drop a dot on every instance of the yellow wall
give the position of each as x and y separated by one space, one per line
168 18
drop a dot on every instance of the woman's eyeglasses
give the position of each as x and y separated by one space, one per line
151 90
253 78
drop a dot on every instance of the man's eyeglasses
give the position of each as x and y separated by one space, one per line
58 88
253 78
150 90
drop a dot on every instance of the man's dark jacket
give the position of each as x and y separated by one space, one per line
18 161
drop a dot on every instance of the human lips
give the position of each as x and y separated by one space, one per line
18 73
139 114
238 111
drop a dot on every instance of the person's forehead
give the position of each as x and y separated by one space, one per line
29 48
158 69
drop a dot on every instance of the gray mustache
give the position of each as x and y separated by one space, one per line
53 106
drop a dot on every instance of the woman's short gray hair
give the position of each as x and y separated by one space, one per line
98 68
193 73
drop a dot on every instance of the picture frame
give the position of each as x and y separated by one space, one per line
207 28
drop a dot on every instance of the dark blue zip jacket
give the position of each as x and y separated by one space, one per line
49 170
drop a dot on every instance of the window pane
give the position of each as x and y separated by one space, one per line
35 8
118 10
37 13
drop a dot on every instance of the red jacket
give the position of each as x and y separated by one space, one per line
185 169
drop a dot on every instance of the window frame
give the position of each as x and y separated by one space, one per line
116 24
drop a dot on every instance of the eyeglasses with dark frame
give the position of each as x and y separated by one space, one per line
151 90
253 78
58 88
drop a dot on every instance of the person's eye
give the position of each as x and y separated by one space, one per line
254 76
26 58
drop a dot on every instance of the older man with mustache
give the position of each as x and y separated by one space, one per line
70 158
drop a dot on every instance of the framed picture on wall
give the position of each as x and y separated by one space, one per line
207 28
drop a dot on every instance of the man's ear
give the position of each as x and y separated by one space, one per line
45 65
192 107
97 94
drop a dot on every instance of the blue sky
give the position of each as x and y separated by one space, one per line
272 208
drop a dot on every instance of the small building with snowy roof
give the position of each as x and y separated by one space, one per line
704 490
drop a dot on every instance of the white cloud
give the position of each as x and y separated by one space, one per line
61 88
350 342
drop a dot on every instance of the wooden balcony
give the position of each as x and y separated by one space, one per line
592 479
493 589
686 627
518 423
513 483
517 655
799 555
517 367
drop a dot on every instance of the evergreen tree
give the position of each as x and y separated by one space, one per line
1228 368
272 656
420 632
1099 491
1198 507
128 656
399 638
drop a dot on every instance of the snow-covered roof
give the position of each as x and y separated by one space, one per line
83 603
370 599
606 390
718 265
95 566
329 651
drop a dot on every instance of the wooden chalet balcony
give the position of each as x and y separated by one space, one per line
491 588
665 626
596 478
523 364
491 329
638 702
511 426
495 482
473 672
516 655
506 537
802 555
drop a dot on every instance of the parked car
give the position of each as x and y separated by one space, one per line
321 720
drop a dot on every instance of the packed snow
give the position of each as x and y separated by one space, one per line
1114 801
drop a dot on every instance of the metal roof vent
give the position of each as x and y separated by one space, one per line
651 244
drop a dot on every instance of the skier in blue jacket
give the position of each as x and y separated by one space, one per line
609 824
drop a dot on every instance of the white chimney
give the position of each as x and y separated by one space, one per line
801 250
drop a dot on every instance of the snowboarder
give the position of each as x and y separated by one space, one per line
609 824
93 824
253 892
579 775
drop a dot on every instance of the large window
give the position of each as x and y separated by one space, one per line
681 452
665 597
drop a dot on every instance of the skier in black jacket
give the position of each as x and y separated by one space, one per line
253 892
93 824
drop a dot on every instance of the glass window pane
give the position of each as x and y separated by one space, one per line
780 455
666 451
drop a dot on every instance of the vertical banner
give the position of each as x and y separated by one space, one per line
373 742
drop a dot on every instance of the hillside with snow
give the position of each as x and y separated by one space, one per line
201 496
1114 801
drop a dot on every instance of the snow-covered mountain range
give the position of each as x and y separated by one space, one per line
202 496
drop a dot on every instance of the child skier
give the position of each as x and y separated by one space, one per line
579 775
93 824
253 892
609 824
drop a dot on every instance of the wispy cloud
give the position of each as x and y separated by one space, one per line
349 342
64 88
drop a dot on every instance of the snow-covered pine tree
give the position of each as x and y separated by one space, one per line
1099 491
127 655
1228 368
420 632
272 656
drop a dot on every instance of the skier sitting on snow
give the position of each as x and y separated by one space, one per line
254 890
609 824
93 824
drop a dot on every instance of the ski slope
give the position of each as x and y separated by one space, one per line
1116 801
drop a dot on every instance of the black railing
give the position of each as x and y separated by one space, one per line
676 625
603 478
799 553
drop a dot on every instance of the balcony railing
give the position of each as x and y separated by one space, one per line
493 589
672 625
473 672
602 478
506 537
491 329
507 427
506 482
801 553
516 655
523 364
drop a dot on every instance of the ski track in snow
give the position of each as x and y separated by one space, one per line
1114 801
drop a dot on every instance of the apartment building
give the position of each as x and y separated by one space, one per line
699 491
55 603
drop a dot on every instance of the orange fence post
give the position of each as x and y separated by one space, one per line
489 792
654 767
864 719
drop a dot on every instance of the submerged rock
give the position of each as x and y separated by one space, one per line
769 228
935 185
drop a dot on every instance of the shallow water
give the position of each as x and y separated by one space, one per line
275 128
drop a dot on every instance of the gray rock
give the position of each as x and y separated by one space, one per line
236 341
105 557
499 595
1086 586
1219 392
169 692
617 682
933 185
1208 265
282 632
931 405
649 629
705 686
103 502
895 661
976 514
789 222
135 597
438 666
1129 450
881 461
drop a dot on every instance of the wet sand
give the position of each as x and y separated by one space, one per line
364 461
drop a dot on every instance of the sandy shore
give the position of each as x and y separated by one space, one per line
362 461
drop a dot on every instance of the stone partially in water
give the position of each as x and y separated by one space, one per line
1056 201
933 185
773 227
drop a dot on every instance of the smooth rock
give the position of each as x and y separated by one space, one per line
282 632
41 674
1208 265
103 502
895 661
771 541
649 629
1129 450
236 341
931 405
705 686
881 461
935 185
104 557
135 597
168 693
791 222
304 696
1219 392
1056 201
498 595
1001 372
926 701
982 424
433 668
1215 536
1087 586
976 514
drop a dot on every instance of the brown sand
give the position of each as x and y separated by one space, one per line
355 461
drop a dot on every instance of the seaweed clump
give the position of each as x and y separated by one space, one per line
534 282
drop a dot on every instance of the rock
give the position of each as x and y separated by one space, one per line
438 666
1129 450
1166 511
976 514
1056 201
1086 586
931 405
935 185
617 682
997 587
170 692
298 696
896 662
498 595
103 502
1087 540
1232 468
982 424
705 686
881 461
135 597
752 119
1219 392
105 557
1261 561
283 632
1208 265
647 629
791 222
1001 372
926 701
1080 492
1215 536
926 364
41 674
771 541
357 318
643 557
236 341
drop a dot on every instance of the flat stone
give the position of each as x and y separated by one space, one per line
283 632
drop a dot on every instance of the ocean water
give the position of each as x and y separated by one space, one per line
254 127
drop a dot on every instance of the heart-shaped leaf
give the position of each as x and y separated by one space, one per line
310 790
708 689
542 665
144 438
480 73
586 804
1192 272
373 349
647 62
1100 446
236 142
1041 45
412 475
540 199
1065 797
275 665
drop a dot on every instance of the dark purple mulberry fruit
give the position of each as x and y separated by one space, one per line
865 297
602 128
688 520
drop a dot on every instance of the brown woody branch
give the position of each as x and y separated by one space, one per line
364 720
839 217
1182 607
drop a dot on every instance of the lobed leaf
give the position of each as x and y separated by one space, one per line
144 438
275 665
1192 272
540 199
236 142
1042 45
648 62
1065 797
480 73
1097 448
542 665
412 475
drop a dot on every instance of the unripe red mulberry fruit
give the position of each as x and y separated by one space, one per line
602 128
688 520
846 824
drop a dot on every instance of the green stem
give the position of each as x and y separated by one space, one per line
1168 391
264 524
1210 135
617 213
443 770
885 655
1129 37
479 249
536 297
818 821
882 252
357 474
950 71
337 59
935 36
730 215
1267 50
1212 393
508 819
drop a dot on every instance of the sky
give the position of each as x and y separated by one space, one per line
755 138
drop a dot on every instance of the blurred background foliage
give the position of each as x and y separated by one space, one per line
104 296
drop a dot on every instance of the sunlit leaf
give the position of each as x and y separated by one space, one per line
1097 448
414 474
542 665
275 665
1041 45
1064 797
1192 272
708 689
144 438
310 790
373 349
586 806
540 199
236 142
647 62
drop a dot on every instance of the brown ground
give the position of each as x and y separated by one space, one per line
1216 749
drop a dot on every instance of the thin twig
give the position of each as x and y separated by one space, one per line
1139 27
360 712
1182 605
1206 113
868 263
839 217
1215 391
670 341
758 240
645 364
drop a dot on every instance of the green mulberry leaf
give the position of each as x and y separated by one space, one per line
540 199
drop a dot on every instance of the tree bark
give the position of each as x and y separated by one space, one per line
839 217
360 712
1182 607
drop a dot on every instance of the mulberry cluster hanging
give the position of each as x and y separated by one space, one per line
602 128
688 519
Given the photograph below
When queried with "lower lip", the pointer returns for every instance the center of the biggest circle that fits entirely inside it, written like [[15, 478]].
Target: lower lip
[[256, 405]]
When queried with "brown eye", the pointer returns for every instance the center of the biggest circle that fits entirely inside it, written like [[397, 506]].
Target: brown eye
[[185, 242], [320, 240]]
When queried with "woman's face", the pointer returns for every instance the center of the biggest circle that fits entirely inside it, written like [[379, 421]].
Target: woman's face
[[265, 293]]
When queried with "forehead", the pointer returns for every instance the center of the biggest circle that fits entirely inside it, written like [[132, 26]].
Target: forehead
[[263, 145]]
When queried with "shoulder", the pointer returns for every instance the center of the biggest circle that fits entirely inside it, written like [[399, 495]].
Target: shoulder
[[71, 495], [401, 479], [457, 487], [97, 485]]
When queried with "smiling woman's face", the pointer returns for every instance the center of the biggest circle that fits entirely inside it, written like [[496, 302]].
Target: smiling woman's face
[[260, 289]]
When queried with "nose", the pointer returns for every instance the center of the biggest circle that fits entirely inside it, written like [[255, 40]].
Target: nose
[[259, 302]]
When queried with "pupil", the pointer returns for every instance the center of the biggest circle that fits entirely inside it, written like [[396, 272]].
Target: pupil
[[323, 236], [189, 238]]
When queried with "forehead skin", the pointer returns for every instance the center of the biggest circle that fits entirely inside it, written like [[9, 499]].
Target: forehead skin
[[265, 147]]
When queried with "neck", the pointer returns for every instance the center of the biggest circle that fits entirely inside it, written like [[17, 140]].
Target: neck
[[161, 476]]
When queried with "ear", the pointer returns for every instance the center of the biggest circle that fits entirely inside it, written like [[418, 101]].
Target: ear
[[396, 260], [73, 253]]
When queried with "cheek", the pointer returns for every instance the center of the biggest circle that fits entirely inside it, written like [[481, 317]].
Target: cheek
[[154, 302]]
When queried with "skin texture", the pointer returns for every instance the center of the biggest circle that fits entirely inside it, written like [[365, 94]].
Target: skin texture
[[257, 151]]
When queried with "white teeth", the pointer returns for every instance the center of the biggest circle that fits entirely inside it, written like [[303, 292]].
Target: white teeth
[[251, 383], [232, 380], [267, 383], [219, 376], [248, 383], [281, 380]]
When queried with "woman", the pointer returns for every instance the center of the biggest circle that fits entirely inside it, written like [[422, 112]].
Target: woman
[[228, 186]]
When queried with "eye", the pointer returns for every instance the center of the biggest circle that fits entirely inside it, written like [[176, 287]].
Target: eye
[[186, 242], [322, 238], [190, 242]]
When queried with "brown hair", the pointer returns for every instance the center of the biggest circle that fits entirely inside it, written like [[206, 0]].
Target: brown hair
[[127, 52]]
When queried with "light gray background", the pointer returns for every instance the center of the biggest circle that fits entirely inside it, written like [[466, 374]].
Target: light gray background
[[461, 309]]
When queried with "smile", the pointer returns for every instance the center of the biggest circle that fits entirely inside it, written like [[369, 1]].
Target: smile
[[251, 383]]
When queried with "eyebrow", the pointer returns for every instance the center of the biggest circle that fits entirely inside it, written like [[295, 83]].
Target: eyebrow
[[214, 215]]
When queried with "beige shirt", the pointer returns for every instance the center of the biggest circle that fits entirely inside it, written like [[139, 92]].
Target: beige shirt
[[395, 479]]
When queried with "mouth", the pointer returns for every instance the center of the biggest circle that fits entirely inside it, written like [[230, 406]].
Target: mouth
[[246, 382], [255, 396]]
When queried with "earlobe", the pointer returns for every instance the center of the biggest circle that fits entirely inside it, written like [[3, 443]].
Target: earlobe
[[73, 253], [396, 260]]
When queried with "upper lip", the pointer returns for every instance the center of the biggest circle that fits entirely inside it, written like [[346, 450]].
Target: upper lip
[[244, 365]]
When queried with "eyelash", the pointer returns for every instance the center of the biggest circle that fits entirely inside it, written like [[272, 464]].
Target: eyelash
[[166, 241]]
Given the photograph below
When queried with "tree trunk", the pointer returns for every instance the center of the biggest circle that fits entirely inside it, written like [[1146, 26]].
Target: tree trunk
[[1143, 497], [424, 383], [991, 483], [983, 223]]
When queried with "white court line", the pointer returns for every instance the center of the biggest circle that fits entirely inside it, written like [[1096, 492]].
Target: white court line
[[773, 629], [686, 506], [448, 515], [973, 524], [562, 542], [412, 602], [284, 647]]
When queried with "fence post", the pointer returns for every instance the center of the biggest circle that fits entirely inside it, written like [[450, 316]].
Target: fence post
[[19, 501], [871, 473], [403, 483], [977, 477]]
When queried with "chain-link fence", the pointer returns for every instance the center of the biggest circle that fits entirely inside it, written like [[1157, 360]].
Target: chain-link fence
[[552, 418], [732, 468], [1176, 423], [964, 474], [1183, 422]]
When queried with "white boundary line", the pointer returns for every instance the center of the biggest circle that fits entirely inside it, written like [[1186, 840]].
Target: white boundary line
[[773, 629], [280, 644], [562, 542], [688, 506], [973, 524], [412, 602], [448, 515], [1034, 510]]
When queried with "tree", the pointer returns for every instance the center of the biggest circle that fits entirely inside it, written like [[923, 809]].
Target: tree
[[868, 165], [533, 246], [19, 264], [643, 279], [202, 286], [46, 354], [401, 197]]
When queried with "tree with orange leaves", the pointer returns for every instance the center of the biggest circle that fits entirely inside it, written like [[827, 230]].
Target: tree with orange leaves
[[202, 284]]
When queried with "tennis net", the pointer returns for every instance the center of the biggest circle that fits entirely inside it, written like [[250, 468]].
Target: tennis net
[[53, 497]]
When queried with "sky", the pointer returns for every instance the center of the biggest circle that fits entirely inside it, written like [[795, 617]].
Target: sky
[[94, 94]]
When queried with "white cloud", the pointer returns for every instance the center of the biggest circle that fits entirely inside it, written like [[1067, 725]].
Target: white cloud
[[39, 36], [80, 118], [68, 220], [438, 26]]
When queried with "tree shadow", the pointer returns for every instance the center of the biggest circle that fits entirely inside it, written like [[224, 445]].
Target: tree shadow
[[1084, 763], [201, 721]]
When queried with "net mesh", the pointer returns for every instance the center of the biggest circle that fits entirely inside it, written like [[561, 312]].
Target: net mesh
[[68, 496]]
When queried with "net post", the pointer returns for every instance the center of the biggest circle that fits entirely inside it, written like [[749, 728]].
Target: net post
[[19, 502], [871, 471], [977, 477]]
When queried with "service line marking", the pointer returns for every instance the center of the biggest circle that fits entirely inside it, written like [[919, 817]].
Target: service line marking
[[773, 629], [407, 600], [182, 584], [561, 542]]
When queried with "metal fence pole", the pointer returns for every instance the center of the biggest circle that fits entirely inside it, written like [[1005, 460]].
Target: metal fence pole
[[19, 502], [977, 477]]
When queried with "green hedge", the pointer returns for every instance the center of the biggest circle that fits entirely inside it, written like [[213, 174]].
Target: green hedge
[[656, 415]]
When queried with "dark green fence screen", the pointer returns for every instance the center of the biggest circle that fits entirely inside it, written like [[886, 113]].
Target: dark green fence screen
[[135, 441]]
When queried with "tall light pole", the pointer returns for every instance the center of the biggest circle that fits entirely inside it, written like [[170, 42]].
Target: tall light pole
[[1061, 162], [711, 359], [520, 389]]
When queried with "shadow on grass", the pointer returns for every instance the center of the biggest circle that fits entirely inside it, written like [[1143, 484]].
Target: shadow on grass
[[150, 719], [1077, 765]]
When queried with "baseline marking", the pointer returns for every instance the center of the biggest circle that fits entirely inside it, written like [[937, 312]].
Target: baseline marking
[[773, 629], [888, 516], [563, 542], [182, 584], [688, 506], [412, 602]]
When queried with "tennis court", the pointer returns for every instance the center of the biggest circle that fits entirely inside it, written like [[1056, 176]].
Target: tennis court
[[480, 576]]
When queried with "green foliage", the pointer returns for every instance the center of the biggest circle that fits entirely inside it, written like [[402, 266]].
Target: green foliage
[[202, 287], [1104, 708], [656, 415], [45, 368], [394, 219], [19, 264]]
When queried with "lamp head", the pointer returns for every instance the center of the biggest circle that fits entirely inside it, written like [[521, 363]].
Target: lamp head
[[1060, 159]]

*****

What needs to be done >> State the number of lines in this listing that contain the string "skier", and add nothing else.

Your solution >> 4